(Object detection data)
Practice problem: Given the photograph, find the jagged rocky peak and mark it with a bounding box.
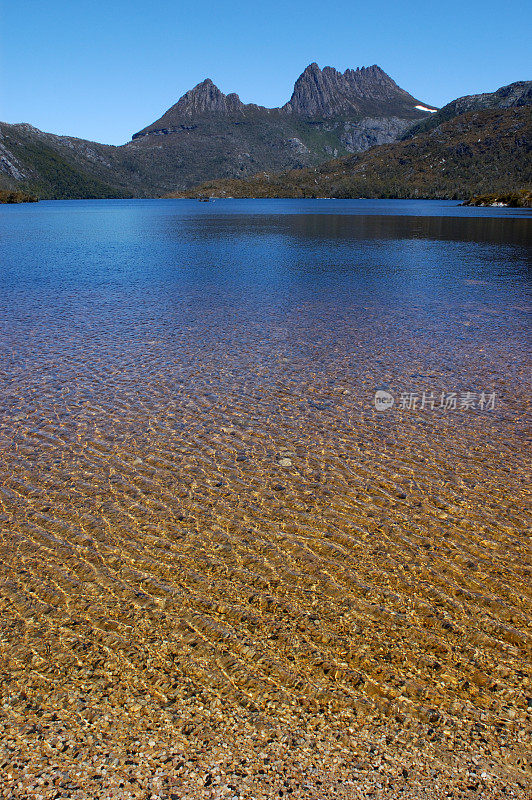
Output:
[283,63,432,117]
[170,78,244,116]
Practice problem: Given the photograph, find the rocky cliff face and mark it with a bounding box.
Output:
[404,81,532,138]
[133,78,265,139]
[0,64,440,197]
[282,63,432,118]
[133,63,433,139]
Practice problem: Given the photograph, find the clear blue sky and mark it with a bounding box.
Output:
[0,0,532,144]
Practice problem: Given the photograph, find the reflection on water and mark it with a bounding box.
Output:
[0,201,532,792]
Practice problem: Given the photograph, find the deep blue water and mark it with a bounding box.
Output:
[0,200,532,428]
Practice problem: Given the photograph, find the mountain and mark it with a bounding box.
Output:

**INSTRUCTIONS TO FOLLOW:** Please print all of the material above again, word for word, but leave out the pictures.

**OUTPUT:**
Practice problem: Given the photograph, find the jagged rocky peak and mark it with a bounding box.
Output:
[283,63,432,117]
[170,78,244,116]
Practice problem: Given the photograph, find the rocky cliff face and mark it with a bounding box.
Output:
[404,81,532,138]
[133,78,265,139]
[0,64,440,197]
[282,63,432,118]
[133,63,433,139]
Practice problem: Given the photograph, find the clear blue sky and mark it with a bounding box.
Output:
[0,0,532,144]
Practice problem: Given the photograph, find the reflection on water and mark it with a bounding box.
Output:
[0,201,532,792]
Practice problem: Given the photograph, find the deep blue water and mark it with a bounding box.
Output:
[0,200,532,428]
Practice problem: Given the photograph, find the mountain and mark it with a bounding box.
Output:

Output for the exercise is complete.